▶ [Task] Can you set down, unchanged, the lines of the records from the line with "foliage in this photo." to the line with "[(224, 208)]", including both of those lines?

▶ [Exercise input]
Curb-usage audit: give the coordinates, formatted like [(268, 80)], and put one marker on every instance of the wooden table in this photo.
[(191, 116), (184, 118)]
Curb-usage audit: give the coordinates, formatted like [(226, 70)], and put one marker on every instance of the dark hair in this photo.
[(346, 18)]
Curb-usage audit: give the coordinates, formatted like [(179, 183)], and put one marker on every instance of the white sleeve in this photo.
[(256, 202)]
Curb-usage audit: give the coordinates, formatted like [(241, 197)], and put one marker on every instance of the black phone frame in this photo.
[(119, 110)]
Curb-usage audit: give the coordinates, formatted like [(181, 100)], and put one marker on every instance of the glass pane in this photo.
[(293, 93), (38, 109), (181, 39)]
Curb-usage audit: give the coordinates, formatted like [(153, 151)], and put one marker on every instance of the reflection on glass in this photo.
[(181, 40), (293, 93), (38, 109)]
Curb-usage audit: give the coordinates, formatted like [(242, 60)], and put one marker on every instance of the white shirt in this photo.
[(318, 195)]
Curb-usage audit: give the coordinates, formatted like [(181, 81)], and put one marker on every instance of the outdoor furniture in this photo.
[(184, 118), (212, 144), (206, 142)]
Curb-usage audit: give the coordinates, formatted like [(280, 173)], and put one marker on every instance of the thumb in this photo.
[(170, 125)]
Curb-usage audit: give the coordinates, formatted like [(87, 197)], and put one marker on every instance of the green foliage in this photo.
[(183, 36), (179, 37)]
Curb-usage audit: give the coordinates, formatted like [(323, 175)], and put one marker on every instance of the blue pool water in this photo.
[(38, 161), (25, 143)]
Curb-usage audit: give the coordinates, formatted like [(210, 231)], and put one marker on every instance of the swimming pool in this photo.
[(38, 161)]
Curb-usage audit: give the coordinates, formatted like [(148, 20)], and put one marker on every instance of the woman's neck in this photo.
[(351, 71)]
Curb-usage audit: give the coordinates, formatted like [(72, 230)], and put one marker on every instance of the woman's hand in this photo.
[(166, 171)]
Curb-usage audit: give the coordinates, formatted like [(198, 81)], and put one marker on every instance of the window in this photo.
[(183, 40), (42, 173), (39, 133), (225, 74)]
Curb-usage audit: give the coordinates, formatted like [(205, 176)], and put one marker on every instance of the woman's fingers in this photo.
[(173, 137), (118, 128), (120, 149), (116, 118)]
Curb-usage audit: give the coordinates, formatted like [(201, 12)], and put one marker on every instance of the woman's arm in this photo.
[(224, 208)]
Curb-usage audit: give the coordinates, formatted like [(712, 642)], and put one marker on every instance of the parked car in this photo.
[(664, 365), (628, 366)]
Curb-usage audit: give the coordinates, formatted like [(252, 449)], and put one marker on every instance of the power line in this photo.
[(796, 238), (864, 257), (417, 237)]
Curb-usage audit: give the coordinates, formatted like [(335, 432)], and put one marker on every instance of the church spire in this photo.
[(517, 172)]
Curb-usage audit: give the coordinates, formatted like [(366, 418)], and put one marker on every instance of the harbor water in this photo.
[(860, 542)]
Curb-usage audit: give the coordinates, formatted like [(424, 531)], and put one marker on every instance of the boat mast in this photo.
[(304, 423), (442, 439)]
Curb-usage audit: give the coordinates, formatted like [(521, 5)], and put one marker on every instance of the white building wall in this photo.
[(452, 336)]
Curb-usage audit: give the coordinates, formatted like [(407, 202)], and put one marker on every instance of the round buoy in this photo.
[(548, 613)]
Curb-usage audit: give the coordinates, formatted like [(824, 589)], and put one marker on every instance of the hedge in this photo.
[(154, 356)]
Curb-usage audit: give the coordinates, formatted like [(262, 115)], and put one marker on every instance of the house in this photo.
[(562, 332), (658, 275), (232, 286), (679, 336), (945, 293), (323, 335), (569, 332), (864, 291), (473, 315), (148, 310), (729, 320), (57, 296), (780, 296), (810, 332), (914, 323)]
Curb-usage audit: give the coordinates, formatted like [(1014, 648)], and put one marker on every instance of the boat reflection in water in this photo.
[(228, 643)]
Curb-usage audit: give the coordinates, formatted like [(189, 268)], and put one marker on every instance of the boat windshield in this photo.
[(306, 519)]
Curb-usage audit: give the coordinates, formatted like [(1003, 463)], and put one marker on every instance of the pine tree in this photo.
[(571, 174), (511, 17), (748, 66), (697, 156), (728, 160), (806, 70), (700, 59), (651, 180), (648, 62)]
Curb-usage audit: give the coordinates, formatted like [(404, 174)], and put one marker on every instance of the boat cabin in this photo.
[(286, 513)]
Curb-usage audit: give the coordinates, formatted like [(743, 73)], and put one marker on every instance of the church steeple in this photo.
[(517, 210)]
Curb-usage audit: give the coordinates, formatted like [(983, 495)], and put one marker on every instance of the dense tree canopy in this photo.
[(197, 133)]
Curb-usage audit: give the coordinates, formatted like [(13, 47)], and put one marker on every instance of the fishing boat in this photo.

▶ [Written reply]
Curb-usage audit: give the coordinates, formatted like [(87, 197)], and put one marker on every instance of the green foliage in this photo.
[(183, 36), (179, 37)]
Curb-usage audit: give the coordinates, formatted like [(323, 175)], and put one marker on every instance of the blue pool water in this photo.
[(38, 161), (25, 143)]
Curb-usage audit: give the coordinates, formatted like [(210, 231)], and put one marker on every instance of the swimming pool in this photo.
[(38, 161)]
Curb-usage audit: give the coordinates, formatted like [(148, 20)], and put one marker on every instance of the woman's neck in this photo.
[(351, 71)]
Curb-usage audit: give the coordinates, formatted like [(72, 230)], and put one marker on every instance of the woman's hand in this photo.
[(166, 171)]
Curb-usage audit: give the coordinates, formatted like [(198, 81)], and put one marker on every instance of the window in this photo.
[(183, 40), (42, 173), (39, 133), (225, 74)]
Curb-usage audit: give the coordinates, formatted like [(205, 176)], and put one marker on every instance of the woman's fingers in this photo.
[(173, 137), (118, 128), (120, 149), (116, 118)]
Curb-usage audit: give the coordinates, formatted like [(201, 12)], and put one marker on every instance of the woman's arm in this photo.
[(224, 208)]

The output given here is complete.